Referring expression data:
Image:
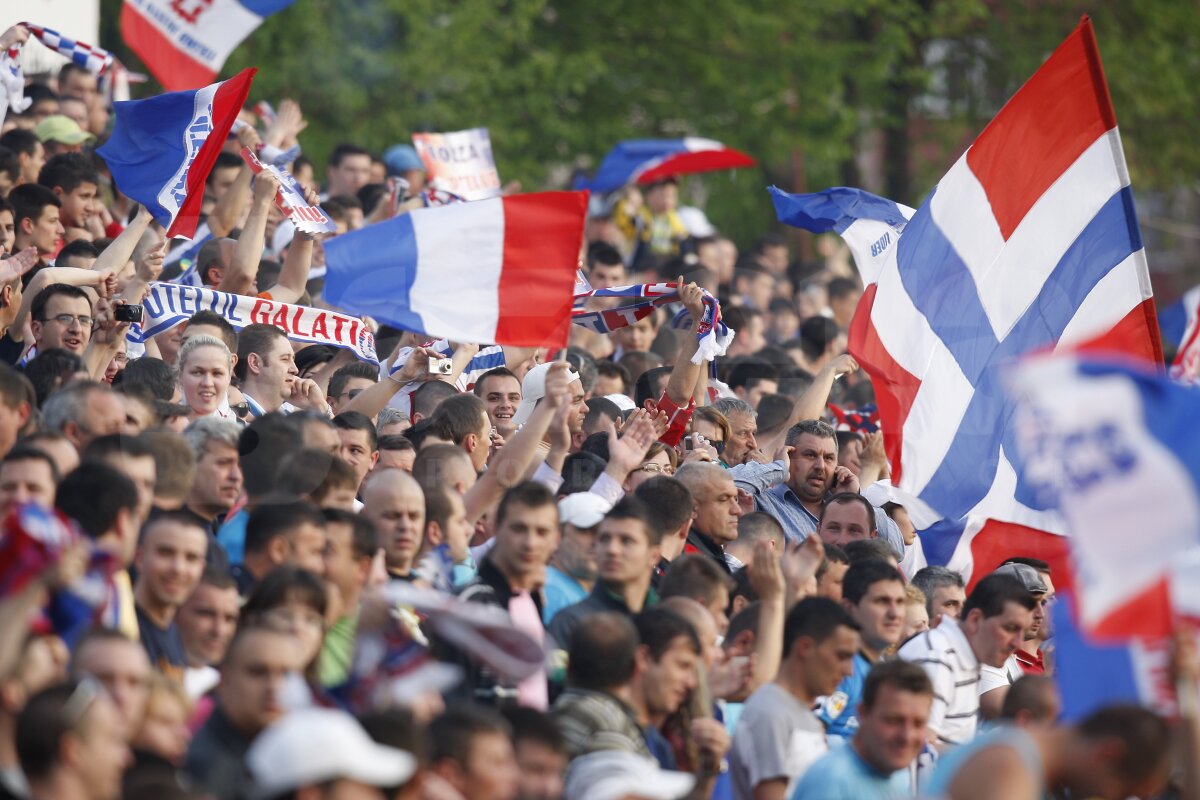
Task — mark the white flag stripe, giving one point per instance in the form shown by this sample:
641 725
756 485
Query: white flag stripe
1011 275
468 251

* [What to work on]:
Each entry must be reproduced word for word, and any image among them left out.

* [The answer]:
Image:
Task — mark the white flag stripe, giving one point per instance in the form shown by this sample:
641 725
756 485
Query: white flag stripe
1011 275
468 251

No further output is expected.